Challenge: Retype the material in full, keeping every word the same.

Record extracts:
-- -- --

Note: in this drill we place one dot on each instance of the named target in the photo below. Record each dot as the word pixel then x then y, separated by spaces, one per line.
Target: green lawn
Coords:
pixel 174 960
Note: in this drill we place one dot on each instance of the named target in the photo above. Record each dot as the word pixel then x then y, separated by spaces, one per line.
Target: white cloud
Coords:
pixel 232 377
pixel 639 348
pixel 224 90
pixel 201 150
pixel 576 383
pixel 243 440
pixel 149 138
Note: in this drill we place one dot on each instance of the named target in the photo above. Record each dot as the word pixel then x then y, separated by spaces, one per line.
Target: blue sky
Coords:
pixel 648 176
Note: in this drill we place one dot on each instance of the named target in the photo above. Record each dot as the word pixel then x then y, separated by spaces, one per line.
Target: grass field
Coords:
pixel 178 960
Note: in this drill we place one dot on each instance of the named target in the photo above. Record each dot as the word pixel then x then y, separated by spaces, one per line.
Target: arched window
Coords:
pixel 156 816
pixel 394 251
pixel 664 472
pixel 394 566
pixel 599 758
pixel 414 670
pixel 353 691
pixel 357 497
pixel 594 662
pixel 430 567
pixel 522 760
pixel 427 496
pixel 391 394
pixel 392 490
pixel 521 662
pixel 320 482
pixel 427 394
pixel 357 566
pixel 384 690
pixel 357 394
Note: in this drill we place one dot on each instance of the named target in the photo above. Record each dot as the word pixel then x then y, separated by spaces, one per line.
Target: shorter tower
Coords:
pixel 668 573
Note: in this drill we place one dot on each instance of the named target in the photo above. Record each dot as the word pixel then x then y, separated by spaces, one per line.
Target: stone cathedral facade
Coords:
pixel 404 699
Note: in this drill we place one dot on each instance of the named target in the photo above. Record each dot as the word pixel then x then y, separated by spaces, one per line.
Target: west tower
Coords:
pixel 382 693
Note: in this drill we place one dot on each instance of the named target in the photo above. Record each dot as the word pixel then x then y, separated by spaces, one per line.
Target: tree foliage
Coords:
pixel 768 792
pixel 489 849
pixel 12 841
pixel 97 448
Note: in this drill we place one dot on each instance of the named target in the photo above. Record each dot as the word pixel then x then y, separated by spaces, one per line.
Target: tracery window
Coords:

-- -- --

The output:
Note: in this drill we place one dot on each instance of the named target in the photo below. Record each dot as the word pixel then x then y, separated by spaces, one per line.
Target: green lawn
Coords:
pixel 174 960
Note: in this drill we place one dot on each instance of the named target in the photo above. Record each dot as the word pixel then x then y, separated by spaces, one per line.
Target: white cloud
Coords:
pixel 232 377
pixel 639 348
pixel 224 90
pixel 201 150
pixel 576 383
pixel 243 440
pixel 149 138
Note: in this drill we place one dot on each instance of the named target in the photo above. Record each dot as the word pixel then x then y, separated by spaces, one per line.
Target: blue sky
Coords:
pixel 648 176
Note: in this drill we place one dot on each instance of the named target in the photo above. Record each dot as the word pixel then x then y, separated by spaces, one per line.
Target: grass field
Coords:
pixel 178 960
Note: in this drill we place one dot on each instance of the named target in the photo above. Record each dot as the word pixel then x then y, separated by spaces, one per line.
Target: arched window
Coords:
pixel 156 816
pixel 394 251
pixel 664 472
pixel 394 566
pixel 599 758
pixel 414 670
pixel 353 691
pixel 357 497
pixel 594 662
pixel 430 567
pixel 522 760
pixel 427 496
pixel 391 394
pixel 392 490
pixel 521 662
pixel 320 482
pixel 427 394
pixel 357 566
pixel 384 690
pixel 357 394
Note: in this drill we place one dot on each instance of the named target in the photo above. Record each dot as the word pixel then x then y, separated by spaces, one per line.
Target: shorter tower
Coords:
pixel 668 573
Note: in this drill we place one dot on each instance of the named target in the photo above. Record each dot as the word pixel then x then y, separated by spaces, one per line.
Target: stone cathedral facade
Coords:
pixel 404 699
Note: in this drill we place one dot on each instance of the named target in the photo above. Record each dot as the word pixel then x then y, separated by spaces, one per line.
Target: west tower
Coords:
pixel 382 693
Note: in this drill we place one dot on each instance of the named target in the photo above. Record each dot as the word pixel then x then y, separated by spaces, one per line.
Target: tree foliage
Coords:
pixel 768 792
pixel 489 849
pixel 12 841
pixel 97 448
Note: in this drill we place one dot on each instance of the named target in the photo above. Record each dot as the word pixel then x then y, separated by spaces, one per line.
Target: tracery window
Coords:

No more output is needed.